- [Exercise directions] Copy the records starting at the line containing "I need the bounding box for the stone masonry" and ending at the line containing "[621,390,657,417]", swapping "carved cornice" for "decorative cornice" and leaving everything else unchanged.

- [Stored rows]
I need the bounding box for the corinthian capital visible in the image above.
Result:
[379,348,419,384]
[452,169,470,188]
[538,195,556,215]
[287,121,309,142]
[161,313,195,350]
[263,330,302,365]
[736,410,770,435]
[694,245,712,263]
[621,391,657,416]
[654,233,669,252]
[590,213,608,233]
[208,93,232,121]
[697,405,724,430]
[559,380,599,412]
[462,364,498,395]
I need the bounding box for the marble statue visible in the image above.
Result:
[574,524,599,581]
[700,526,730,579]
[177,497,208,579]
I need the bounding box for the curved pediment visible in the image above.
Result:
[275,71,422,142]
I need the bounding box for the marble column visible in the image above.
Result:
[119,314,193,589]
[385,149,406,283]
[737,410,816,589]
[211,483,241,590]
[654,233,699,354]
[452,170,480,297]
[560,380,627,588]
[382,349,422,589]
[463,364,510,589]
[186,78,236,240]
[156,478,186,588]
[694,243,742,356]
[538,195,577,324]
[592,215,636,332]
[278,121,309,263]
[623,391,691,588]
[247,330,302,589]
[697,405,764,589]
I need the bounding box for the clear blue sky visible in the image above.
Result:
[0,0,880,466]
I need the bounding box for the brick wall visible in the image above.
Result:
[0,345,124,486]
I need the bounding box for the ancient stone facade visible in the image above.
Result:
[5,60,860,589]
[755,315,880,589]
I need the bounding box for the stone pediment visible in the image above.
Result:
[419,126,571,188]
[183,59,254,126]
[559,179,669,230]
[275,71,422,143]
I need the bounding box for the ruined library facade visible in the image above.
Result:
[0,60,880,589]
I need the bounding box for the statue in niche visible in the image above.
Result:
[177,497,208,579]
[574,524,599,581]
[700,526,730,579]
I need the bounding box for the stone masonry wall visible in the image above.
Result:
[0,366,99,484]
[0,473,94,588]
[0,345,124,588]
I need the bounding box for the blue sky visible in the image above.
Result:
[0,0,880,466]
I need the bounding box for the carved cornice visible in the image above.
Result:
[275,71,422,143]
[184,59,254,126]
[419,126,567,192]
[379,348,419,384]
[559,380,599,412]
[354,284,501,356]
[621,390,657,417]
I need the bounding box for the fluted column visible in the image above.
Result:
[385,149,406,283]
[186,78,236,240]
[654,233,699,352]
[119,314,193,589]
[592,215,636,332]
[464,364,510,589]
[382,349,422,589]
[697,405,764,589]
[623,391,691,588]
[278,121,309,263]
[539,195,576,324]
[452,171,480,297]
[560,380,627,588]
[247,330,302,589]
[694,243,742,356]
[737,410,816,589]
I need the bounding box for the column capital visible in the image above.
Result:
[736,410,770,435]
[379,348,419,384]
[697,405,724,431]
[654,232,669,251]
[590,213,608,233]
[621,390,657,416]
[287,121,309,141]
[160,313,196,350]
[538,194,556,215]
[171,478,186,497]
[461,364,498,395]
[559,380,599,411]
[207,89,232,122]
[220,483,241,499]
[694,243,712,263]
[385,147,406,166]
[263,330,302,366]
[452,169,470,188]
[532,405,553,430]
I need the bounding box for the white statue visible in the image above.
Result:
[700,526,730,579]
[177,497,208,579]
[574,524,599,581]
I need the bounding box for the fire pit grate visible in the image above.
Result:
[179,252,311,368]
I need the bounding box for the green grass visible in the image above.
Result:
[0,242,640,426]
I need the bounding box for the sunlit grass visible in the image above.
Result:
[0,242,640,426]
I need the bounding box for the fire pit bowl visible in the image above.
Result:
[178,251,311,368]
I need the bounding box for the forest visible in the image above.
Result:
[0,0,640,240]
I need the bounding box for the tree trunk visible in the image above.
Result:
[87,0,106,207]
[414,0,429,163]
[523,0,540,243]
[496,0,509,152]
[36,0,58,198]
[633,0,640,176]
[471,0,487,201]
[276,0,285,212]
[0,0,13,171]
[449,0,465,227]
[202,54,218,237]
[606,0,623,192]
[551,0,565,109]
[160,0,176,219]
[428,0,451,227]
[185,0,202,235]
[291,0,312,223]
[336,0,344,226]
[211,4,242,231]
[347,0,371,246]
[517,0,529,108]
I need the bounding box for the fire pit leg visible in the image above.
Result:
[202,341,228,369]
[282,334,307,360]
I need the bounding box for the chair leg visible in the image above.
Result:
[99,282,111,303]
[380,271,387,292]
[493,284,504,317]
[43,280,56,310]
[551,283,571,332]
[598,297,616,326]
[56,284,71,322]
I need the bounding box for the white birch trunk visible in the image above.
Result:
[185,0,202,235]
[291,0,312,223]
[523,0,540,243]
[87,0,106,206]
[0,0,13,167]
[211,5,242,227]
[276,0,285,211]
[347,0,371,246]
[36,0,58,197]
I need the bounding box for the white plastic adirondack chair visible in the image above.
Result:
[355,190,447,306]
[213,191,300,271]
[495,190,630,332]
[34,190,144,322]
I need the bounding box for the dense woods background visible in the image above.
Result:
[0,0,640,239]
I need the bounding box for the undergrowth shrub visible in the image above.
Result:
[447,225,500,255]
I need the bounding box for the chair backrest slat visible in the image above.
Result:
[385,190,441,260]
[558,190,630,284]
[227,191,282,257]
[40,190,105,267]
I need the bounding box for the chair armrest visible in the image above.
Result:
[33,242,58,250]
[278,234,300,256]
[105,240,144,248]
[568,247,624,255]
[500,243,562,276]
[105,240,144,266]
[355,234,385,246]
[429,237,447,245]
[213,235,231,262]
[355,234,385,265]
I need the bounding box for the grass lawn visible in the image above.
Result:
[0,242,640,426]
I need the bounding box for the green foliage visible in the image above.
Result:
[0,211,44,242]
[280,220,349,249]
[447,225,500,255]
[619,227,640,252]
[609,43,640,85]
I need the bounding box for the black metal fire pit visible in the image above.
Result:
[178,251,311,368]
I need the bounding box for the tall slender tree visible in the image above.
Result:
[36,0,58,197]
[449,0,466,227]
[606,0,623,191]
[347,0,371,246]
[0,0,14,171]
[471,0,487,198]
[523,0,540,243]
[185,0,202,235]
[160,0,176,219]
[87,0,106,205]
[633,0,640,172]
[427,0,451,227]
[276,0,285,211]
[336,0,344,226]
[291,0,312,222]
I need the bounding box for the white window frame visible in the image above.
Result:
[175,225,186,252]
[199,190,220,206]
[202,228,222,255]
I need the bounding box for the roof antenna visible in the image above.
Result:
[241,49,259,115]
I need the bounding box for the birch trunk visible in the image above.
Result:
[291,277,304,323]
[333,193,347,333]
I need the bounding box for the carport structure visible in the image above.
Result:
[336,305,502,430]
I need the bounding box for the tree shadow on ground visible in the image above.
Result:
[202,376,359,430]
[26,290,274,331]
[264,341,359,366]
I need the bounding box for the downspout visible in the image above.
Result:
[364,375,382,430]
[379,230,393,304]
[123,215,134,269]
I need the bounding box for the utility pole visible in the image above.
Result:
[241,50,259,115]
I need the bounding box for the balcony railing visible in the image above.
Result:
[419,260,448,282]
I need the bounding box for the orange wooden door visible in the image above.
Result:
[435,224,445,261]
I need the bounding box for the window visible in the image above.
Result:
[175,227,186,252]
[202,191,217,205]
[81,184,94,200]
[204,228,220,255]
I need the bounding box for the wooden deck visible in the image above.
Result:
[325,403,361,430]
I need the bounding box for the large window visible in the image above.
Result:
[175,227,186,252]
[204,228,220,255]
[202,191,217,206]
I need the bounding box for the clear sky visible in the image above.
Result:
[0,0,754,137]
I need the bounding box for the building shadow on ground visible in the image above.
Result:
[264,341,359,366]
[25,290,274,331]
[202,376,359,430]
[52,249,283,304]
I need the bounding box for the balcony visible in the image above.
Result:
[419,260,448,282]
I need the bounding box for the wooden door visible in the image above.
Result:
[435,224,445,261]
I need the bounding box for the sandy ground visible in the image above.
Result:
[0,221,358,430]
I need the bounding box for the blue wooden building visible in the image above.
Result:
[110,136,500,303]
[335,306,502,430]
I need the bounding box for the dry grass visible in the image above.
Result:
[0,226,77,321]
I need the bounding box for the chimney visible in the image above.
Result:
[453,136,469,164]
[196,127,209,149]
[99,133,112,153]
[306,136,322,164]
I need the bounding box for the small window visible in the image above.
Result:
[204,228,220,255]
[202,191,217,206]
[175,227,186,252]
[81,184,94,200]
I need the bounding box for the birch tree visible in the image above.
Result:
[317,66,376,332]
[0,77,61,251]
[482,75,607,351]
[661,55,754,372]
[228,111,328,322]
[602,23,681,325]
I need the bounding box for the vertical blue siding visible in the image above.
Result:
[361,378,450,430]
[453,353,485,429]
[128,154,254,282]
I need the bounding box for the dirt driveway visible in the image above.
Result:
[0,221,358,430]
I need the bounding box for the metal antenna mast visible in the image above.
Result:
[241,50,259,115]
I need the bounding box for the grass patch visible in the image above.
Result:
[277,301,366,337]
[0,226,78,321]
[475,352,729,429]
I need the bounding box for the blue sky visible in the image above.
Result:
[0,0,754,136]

- [Finished exercise]
I need the bounding box for the stone masonry wall visible in the image above.
Result:
[0,366,99,484]
[0,473,94,588]
[0,345,124,588]
I need the bounding box for the blue sky visible in the image above.
Result:
[0,0,880,466]
I need the bounding box for the decorative cornice visible in the image above.
Result:
[275,71,422,143]
[184,59,254,126]
[419,126,567,192]
[379,348,419,384]
[559,380,599,412]
[354,284,501,356]
[621,390,657,417]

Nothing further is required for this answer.